Estratto della pagina
┌──

Nader and Simin, a separation di Aghar Fahradi ha trionfato ieri sera alla cerimonia di chiusura della Berlinale. “Orso d’Oro” di questa 61esima edizione, il film ha ricevuto due ulteriori ricompense quella per la “Migliore Interpretazione Femminile” e quella per la “Migliore Interpretazione Maschile” attribuite entrambe all’insieme del cast. Pur essendo, in primo luogo, un riconoscimento del valore artistico dalla pellicola questa premiazione deve essere letta, nel contesto politico attuale, anche come un forte segnale di solidarietà.

Nader and Simin, a separation è la storia di una coppia in crisi che in seguito ad un incidente fortuito si trova presa fra gli ingranaggi della giustizia. Una fitta rete di menzogne, manipolazioni e confronti pubblici rende arduo il cammino alla ricerca della verità. Fahradi sviluppa qui un cinema di idee sondando le implicazioni morali, giuridiche e ideologiche del concetto di verità. Cos’é la verità e come si può definire? Il semplice fatto di tacere appartiene anch’esso alla sfera della menzogna? Quando é consentito mentire? La bugia può essere considerata come un atto di carità? La verità é una sola o ci sono varie verità, secondo i punti di vista di ciascuno? La verità possiede un valore oggettivo o può essere considerata, in fin dei conti, come un’opinione soggettiva? Tutte queste questioni vengono sollevate nel corso del film.

La trama di Nader and Simin, a separation descrive una realtà complessa, piena di ribaltamenti continui, di sfaccettature caleidoscopiche, in cui i fatti e le circostanze cambiano senza sosta, creando una serie di reazioni a catena e svelando, ad ogni svolta, delle prospettive insospettate. Un riassunto dettagliato del film é quasi impossibile: Fahradi costruisce, attraverso una fitta rete di dialoghi, una storia estremamente articolata in cui, intorno al tema centrale della verità, si sviluppa una moltitudine di questioni diverse. La vicenda inizia con un’udienza in tribunale: una coppia, filmata frontalmente, si trova davanti al giudice. La donna – Simin – vuole separarsi dal marito – Nader – che non intende più emigrare con lei. L’uomo ha deciso di restare in Iran perché vuole prendersi cura del padre, malato di Alzheimer. Simin si propone invece di partire all’estero per garantire a sua figlia un futuro migliore. Il giudice considera queste ragioni insufficienti e non concede loro il divorzio. Più per ripicca che per vera convinzione, Simin lascia il tetto coniugale e va a stare dai suoi. Nader si ritrova, da un giorno all’altro, a dovere badare da solo al padre malato e alla figlia quattordicenne – Termeh  – che lo adora ed ha preferito restare con lui.

└──

Richieste
#1 Rispondi a queste domande basandoti sull'articolo sul film di Fahradi.
(a) Quale premio principale ha vinto il film alla 61esima edizione della Berlinale?
(b) Per quale motivo Nader ha deciso di restare in Iran?
(c) Come si chiama la figlia della coppia e quanti anni ha?
#2 Trascrivi dall'articolo il passo che comincia con "Nader and Simin, a separation di" e finisce con "segnale di solidarietà.".
Il materiale riportato dopo l'articolo è indipendente da esso.

Materiale fornito
┌──

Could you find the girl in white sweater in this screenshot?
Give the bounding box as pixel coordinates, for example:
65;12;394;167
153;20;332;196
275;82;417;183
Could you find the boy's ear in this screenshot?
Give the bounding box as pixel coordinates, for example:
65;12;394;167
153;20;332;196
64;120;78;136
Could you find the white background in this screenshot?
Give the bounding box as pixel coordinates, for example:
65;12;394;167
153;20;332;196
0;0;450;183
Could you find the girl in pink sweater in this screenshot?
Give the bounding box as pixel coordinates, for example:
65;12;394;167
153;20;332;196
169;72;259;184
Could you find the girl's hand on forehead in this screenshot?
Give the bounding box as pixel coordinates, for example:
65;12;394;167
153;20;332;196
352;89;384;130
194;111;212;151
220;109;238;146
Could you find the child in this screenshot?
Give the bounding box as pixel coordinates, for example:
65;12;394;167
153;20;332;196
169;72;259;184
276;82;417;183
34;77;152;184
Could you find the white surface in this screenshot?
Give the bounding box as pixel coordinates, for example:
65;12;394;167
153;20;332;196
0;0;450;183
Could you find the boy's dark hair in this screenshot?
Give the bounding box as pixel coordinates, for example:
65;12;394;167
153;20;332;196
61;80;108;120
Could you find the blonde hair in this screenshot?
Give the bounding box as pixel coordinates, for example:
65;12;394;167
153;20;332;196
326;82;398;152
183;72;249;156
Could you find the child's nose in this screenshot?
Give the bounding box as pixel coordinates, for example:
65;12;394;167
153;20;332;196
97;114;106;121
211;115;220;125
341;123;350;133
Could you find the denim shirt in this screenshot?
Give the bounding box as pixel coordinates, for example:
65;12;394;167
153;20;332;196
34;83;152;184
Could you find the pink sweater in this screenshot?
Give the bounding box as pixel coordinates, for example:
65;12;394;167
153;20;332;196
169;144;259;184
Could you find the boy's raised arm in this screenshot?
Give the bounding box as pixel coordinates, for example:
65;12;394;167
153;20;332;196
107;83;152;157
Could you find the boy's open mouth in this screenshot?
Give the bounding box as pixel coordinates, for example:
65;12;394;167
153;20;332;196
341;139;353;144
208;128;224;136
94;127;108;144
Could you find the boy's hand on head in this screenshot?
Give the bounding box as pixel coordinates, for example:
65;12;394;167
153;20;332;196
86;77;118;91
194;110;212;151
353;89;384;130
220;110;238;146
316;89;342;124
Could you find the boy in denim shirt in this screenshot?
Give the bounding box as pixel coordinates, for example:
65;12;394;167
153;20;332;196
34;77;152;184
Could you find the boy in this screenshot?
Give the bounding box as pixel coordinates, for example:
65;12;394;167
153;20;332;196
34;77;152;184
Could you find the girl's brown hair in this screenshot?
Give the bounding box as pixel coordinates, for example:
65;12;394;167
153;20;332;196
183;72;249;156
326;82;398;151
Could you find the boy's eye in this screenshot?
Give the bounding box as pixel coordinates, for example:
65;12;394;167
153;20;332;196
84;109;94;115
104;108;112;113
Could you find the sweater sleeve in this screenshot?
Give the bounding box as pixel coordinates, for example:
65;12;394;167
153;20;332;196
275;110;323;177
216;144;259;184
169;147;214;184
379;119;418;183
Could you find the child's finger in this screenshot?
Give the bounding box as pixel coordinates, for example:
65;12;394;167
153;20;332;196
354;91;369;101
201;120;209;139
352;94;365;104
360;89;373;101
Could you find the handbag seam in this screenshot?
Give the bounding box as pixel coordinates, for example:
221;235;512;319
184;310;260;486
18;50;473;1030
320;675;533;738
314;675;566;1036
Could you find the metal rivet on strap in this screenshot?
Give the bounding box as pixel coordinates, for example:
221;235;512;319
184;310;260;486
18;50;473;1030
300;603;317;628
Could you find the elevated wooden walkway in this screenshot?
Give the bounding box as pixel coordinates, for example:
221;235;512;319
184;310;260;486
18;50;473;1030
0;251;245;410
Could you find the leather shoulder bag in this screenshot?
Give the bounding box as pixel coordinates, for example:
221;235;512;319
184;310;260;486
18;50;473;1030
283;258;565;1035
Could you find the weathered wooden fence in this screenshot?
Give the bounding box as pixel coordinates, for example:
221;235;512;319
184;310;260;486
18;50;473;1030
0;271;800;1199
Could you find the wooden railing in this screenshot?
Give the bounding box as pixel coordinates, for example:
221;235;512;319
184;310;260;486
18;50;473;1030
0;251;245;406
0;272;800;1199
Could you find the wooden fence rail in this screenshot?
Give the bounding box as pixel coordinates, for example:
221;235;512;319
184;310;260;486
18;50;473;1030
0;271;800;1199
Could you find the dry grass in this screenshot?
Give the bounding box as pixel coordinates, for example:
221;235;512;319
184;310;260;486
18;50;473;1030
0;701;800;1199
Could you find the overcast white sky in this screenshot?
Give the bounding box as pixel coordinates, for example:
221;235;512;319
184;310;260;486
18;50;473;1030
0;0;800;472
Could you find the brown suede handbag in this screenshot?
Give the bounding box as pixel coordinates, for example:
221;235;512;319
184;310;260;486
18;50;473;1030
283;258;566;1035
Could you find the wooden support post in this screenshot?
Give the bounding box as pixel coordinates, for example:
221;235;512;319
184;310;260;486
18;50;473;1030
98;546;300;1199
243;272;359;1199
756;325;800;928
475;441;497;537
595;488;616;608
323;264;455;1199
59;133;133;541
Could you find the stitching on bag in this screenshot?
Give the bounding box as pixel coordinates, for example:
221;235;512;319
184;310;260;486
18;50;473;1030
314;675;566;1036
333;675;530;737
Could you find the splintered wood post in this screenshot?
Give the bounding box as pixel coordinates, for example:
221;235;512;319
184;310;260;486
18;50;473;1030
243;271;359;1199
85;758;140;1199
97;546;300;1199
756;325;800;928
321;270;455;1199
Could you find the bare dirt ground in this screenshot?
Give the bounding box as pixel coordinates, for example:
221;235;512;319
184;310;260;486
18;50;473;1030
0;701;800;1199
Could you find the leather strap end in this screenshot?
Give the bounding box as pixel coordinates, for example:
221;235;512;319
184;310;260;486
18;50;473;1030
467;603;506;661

└──

Risultati
#1
(a) Il film ha vinto l'Orso d'Oro.
(b) Nader vuole prendersi cura del padre, malato di Alzheimer.
(c) La figlia si chiama Termeh e ha quattordici anni.

#2
Nader and Simin, a separation di Aghar Fahradi ha trionfato ieri sera alla cerimonia di chiusura della Berlinale. “Orso d’Oro” di questa 61esima edizione, il film ha ricevuto due ulteriori ricompense quella per la “Migliore Interpretazione Femminile” e quella per la “Migliore Interpretazione Maschile” attribuite entrambe all’insieme del cast. Pur essendo, in primo luogo, un riconoscimento del valore artistico dalla pellicola questa premiazione deve essere letta, nel contesto politico attuale, anche come un forte segnale di solidarietà.